PROBLEM REQUIREMENTS:
Nothing but the lines from the one with "A quick favor: can you find the cloudy" through the end of the records below should be written out, and each must match word for word.

Stored dataset items
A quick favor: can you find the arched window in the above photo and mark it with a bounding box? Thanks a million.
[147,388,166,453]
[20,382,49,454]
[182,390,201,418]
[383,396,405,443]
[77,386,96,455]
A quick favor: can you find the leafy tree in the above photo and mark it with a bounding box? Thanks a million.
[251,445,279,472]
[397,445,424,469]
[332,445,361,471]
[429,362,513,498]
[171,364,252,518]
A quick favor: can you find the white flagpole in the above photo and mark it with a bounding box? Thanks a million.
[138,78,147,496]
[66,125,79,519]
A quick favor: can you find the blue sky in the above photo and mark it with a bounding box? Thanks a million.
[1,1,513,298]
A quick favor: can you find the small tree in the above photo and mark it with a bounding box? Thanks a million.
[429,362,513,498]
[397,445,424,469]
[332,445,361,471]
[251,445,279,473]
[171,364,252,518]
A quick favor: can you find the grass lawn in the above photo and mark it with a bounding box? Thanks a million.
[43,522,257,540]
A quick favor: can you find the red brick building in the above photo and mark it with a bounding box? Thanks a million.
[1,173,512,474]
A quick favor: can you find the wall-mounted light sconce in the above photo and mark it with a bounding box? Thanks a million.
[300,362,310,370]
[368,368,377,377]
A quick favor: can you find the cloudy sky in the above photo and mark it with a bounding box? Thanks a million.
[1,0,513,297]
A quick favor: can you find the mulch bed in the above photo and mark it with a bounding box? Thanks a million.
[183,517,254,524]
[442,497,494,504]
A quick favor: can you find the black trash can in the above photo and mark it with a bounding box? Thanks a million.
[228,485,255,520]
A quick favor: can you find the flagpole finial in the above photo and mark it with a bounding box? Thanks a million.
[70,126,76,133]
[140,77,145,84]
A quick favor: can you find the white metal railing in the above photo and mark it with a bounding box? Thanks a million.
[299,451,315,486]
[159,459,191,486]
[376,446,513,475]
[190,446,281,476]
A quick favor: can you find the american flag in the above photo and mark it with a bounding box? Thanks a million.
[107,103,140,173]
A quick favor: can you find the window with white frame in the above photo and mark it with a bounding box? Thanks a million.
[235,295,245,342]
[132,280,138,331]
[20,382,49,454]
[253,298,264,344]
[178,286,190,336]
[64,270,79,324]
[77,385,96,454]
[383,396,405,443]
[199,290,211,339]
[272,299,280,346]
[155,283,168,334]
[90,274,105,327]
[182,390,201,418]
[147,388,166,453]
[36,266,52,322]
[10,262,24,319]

WRITTEN REPLY:
A quick favor: can you find the cloudy sky in the above photo and mark it with a bounding box? Thanks a million.
[1,0,513,297]
A quick favor: can you find the mulch bed in the above photo and mark it with a bounding box? Thanks a million.
[183,517,254,524]
[442,497,494,504]
A quick favor: can you find the black trash can in the above photo and mark it with a bounding box? Thanks a million.
[228,485,255,520]
A quick favor: can you find the flagpole finial in the above photo and mark it with a bounding box? Thanks a million.
[70,126,76,133]
[140,77,145,84]
A quick favor: can you find the white metal railing in the above photo and mark it with a bounding box? Thanks a million.
[299,451,315,486]
[159,459,191,486]
[376,446,513,475]
[190,446,281,476]
A quick favor: can you find the american flag in the above photo and mark it with a bounding box? Thanks a million.
[107,103,140,173]
A quick favor: can you find the window with white frame in the above photo and mark it with a bounding box? Thanks a million.
[235,295,245,342]
[132,280,138,331]
[20,382,49,454]
[253,298,264,344]
[178,286,190,336]
[64,270,79,324]
[77,385,96,454]
[383,396,405,443]
[199,290,211,339]
[272,299,280,346]
[155,283,168,334]
[90,274,105,327]
[182,390,201,418]
[147,388,166,453]
[36,266,52,322]
[10,262,24,319]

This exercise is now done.